YOUR INSTRUCTIONS: The line containing "Find the dark wooden furniture." opens the span to copy, and the last line of the records below closes it. Write out that span exactly.

________

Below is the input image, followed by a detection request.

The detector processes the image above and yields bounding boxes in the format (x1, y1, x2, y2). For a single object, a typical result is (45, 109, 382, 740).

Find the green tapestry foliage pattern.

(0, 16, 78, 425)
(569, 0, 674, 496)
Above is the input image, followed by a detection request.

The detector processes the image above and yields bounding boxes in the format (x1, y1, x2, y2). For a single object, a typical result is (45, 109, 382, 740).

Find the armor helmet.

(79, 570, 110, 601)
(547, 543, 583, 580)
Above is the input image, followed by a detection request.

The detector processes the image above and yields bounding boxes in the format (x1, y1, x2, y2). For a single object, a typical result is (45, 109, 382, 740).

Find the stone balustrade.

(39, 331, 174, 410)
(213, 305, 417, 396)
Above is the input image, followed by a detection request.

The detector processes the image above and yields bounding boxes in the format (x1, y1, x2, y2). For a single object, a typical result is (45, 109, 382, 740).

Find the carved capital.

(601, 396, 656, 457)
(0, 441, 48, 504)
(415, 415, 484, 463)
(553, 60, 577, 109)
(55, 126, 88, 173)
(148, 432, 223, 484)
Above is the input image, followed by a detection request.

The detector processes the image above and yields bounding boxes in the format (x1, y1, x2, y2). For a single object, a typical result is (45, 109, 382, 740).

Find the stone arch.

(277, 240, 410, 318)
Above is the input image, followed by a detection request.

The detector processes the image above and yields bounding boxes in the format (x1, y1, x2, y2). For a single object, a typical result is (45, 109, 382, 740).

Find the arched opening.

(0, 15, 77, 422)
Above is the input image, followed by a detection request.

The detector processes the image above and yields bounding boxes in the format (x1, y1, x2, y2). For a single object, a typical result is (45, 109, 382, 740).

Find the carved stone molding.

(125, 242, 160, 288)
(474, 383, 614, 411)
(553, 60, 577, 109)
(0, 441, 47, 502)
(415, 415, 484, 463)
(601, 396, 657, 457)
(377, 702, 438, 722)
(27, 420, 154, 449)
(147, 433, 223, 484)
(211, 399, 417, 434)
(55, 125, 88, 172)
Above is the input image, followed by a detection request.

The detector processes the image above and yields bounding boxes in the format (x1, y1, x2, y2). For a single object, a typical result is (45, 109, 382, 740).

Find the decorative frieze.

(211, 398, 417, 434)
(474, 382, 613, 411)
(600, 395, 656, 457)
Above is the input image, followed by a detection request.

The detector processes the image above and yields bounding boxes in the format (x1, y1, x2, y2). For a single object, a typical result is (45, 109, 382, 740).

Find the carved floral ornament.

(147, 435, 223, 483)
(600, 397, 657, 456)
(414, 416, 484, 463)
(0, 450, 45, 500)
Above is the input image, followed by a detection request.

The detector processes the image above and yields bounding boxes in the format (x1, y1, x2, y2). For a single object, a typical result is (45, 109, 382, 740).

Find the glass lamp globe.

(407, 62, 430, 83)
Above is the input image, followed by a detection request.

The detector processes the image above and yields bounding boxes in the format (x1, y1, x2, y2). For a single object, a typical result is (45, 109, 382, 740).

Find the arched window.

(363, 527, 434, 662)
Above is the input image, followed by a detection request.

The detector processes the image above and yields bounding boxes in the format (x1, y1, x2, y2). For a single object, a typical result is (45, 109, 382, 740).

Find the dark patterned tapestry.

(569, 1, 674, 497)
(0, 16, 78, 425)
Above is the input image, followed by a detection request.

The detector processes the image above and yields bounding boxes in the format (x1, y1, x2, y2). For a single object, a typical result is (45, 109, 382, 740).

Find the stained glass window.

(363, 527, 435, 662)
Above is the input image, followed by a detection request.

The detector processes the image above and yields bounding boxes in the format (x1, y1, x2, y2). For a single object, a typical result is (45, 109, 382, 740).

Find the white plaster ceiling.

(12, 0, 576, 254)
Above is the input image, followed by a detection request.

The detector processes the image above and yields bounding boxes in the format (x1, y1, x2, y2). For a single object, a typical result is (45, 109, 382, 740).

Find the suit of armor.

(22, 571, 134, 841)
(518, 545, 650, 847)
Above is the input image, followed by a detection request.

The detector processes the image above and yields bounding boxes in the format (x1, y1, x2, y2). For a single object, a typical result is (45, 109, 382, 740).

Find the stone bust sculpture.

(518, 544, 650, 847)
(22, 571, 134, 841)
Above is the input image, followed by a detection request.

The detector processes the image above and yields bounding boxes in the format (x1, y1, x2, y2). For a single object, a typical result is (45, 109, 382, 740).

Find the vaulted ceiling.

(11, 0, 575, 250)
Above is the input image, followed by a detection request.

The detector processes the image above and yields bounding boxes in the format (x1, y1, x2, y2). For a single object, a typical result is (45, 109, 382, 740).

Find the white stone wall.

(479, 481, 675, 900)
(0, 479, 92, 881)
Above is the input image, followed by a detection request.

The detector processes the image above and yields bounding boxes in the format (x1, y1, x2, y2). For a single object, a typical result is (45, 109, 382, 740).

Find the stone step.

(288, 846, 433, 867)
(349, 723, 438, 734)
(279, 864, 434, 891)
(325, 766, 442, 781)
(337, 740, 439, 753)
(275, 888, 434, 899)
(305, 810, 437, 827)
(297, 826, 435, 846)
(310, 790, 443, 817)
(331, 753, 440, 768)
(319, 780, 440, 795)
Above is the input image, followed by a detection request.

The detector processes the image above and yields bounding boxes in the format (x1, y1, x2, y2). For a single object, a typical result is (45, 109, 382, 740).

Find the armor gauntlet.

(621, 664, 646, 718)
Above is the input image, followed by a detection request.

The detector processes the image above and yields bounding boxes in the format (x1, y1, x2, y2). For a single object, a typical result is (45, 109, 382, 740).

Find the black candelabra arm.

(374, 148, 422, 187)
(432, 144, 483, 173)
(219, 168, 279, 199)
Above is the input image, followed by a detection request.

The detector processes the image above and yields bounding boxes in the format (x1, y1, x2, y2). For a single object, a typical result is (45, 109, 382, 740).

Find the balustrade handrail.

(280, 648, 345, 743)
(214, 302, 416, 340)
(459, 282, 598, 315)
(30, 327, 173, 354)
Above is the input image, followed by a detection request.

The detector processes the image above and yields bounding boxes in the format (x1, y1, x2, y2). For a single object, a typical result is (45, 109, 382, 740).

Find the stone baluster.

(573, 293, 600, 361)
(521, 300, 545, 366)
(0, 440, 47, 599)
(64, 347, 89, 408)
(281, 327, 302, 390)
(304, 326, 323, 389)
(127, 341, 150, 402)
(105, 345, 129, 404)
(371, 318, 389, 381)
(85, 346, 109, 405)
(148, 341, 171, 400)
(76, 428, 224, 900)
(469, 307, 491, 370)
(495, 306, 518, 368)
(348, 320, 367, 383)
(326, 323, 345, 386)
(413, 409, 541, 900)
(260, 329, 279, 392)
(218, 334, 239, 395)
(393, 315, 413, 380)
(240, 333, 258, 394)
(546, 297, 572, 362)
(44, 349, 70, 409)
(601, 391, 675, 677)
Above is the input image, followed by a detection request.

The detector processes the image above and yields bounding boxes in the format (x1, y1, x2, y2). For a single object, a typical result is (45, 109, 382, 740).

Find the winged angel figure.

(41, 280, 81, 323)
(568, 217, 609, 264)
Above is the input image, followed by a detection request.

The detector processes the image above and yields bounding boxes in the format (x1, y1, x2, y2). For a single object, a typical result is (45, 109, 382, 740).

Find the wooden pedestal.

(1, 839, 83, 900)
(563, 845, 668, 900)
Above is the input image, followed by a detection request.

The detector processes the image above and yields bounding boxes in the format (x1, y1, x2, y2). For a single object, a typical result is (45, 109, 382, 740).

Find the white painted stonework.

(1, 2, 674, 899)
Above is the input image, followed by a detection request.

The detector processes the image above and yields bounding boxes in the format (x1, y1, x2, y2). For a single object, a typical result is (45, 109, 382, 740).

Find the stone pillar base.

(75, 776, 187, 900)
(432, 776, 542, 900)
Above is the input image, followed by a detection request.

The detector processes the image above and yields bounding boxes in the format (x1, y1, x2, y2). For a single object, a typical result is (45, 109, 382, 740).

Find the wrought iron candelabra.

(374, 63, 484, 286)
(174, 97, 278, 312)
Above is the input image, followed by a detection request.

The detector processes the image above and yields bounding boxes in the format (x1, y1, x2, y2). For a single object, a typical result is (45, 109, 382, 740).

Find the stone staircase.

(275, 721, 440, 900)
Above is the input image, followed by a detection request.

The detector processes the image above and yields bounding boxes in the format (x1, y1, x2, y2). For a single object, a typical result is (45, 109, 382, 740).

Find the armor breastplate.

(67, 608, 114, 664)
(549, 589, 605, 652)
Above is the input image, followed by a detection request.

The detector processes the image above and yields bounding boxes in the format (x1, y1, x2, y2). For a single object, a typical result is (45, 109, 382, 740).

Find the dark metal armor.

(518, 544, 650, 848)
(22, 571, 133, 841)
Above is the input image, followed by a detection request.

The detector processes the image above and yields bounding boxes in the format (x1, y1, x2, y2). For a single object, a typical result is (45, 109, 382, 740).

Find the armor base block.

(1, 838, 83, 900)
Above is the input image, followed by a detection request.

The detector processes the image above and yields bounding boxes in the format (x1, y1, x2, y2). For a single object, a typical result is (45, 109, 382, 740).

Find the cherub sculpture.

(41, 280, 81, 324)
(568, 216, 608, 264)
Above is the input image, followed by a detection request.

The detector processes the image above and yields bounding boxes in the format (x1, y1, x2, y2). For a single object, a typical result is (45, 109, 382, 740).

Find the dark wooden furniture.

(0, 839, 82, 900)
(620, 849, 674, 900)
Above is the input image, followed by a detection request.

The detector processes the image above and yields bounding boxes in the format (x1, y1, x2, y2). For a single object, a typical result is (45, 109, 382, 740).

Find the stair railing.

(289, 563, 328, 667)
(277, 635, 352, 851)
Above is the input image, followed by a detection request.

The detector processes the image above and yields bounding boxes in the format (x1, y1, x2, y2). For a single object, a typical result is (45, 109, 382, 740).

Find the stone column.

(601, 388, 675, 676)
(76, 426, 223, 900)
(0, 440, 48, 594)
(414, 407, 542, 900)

________

ANSWER SECTION:
Find the dark wooden furniture.

(0, 839, 82, 900)
(620, 849, 674, 900)
Above is the input image, followed by a detection request.

The detector processes the image above and yields bounding boxes in the format (x1, y1, x2, y2). For a single object, a typical result is (45, 109, 382, 740).

Find the stair railing.

(289, 563, 328, 667)
(277, 635, 352, 851)
Above is the input image, followed by a detection request.

The detector processes the image above and yields bounding boxes in the format (x1, y1, x2, y2). For a single object, a typical result is (45, 109, 382, 740).

Find the stone column.

(601, 388, 675, 676)
(76, 426, 223, 900)
(0, 440, 48, 594)
(414, 407, 542, 900)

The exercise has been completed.